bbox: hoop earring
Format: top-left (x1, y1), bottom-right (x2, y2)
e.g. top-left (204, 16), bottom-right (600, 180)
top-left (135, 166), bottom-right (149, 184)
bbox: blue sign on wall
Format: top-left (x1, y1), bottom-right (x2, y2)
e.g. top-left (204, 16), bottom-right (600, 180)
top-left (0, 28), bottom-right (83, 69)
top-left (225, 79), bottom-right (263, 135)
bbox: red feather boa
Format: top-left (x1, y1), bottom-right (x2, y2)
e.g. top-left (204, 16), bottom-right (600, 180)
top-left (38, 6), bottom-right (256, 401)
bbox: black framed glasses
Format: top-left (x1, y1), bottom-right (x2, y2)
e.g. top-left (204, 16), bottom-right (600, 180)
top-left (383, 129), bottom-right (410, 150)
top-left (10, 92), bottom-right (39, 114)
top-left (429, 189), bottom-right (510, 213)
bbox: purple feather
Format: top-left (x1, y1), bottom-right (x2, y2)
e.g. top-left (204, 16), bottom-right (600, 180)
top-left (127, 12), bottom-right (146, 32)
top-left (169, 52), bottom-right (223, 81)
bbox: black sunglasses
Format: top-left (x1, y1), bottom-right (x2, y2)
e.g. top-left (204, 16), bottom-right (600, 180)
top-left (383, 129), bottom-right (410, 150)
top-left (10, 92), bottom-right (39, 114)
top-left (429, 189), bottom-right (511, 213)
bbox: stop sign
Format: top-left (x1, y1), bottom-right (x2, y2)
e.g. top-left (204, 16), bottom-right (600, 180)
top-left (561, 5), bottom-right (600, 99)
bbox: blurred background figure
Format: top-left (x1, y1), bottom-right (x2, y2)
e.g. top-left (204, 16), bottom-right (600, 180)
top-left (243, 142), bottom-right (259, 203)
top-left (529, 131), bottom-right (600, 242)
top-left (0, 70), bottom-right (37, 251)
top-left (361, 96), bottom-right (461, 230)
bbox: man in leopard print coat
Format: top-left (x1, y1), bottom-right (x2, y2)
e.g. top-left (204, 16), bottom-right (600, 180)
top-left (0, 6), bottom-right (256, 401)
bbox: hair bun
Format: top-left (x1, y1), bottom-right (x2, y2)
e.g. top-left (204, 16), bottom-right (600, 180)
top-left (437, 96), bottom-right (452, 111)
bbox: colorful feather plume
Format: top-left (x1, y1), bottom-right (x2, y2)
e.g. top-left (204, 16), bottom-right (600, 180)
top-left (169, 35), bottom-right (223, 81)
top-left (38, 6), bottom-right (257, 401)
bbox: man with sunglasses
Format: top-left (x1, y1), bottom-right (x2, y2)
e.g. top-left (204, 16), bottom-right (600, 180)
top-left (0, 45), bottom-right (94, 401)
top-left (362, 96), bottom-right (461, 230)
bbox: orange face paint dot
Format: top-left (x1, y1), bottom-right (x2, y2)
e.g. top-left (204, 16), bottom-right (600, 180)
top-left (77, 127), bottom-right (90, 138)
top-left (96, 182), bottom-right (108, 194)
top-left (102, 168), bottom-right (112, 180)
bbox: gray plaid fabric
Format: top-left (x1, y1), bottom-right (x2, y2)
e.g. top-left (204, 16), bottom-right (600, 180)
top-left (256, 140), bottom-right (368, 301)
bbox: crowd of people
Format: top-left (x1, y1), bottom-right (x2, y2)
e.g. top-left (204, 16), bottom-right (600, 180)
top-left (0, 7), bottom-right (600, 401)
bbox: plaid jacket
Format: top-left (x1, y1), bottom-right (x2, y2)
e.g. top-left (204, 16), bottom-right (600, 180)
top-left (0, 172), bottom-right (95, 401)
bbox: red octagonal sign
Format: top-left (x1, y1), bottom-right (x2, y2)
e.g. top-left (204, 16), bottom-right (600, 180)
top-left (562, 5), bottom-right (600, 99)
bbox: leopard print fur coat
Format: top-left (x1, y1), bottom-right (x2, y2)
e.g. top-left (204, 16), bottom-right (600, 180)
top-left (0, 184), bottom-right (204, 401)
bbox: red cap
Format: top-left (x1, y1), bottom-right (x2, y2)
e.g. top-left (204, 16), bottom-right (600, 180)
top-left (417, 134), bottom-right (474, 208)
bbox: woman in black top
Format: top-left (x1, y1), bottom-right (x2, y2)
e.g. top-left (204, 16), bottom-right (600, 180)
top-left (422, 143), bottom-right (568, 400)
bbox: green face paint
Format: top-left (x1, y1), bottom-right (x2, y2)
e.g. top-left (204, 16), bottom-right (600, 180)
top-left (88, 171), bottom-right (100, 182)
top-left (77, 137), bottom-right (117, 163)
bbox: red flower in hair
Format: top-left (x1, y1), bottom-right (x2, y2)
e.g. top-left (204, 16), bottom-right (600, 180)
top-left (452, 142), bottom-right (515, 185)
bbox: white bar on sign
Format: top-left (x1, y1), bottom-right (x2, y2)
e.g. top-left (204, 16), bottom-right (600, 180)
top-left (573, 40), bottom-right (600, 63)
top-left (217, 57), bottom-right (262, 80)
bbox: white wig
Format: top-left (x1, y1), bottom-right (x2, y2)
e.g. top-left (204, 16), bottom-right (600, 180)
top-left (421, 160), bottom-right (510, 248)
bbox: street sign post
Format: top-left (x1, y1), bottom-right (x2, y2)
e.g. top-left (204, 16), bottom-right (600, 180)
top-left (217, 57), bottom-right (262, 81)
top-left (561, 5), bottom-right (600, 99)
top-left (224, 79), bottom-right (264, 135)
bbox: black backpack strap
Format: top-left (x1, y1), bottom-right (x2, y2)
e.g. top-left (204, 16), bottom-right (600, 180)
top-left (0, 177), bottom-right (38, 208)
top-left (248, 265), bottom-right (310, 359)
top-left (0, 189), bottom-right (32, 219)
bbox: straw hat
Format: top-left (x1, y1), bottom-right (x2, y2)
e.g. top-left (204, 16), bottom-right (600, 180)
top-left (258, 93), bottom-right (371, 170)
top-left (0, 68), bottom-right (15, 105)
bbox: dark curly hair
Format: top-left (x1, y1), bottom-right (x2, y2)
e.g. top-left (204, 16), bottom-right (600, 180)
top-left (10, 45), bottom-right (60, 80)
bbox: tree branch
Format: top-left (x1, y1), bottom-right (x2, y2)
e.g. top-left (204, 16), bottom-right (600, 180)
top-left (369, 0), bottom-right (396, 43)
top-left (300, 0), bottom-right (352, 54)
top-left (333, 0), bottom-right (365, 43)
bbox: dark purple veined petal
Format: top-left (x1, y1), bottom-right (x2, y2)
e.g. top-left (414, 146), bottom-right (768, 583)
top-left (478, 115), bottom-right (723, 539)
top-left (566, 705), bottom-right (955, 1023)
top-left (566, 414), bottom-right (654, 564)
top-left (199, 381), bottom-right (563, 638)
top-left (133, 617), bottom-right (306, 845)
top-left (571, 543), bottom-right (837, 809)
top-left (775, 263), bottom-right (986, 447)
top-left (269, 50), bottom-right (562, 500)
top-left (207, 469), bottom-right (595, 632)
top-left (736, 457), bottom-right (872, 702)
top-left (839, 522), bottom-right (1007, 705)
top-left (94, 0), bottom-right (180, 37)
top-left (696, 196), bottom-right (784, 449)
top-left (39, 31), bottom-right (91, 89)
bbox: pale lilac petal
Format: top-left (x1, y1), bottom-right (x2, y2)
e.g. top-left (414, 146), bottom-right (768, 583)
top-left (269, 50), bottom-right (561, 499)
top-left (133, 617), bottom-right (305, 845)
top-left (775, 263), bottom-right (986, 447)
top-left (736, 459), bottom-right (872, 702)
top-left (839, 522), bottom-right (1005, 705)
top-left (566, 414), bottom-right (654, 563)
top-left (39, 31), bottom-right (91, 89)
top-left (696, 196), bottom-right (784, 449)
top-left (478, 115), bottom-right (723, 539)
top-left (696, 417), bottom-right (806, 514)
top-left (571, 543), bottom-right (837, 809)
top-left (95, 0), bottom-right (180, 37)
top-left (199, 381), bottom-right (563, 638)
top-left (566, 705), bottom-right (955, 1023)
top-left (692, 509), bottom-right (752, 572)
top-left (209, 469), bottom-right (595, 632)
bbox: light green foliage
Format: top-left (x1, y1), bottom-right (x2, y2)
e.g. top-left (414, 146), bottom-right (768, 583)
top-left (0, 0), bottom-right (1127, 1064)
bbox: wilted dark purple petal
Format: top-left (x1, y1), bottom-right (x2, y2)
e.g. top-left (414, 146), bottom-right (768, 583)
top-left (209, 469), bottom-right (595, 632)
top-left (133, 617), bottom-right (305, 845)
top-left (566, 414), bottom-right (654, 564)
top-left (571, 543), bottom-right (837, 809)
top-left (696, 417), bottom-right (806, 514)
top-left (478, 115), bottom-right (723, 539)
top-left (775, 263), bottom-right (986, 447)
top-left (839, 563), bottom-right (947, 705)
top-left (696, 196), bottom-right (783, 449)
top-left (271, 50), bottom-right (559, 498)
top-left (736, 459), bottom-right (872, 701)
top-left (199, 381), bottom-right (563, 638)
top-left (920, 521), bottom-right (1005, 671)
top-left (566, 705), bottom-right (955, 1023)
····················
Starting at the line that contains "bbox: orange face paint dot" and ending after the line that contains "top-left (256, 140), bottom-right (368, 301)", write out those lines again with the requests included, and offset every coordinate in the answers by adding 97 to it. Leave the numbers in the requests and their format samples unchanged.

Worked solution:
bbox: orange face paint dot
Format: top-left (x1, y1), bottom-right (x2, y2)
e.g. top-left (204, 16), bottom-right (600, 180)
top-left (174, 224), bottom-right (187, 235)
top-left (193, 279), bottom-right (205, 291)
top-left (199, 265), bottom-right (209, 277)
bbox: gray plaid fabric
Format: top-left (x1, y1), bottom-right (x2, y2)
e.g. top-left (204, 16), bottom-right (600, 180)
top-left (353, 237), bottom-right (465, 398)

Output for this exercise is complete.